◆ DIRECTIONS
Return each line of the records below unchanged, leaving out the pictures.

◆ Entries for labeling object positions
* start *

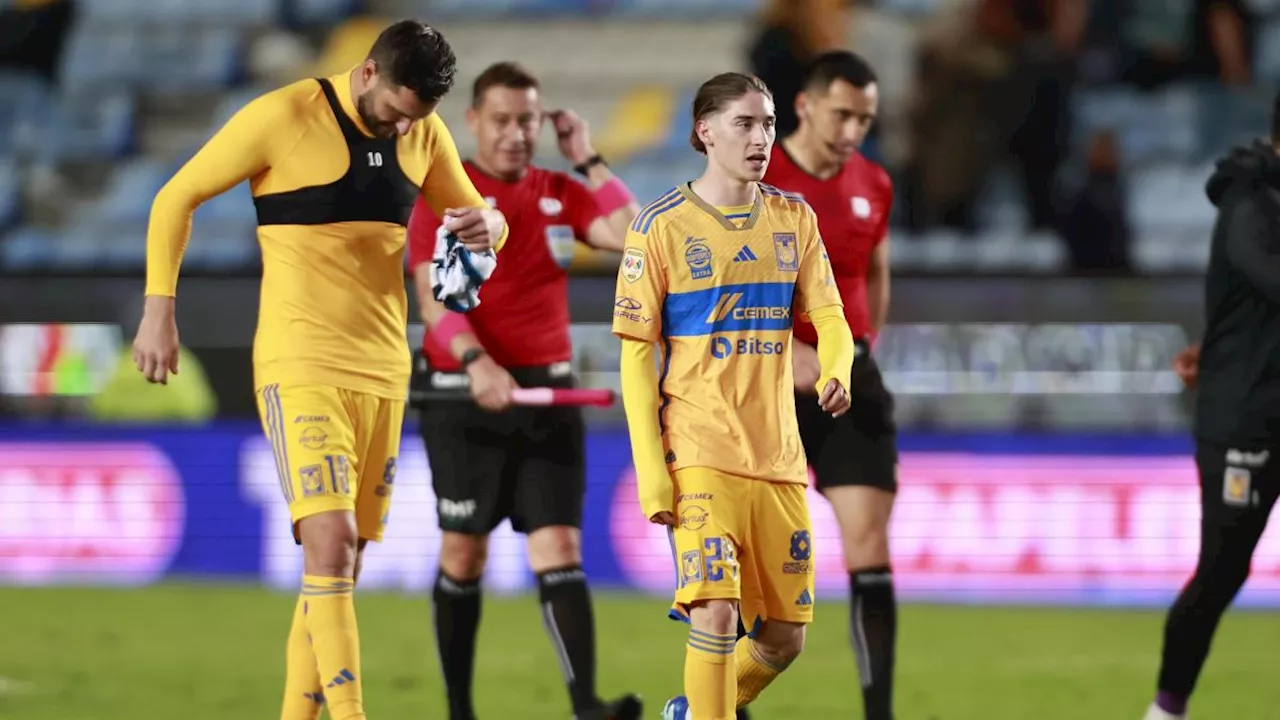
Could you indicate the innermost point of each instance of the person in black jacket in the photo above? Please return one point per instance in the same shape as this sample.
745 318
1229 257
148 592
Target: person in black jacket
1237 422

* end *

◆ THE ANSWER
Could you indicate the innermost point of each instance of the person in black jacket in the photo above? Please return one point per instance in the same shape as this sample.
745 318
1229 257
148 592
Target: person in black jacket
1237 422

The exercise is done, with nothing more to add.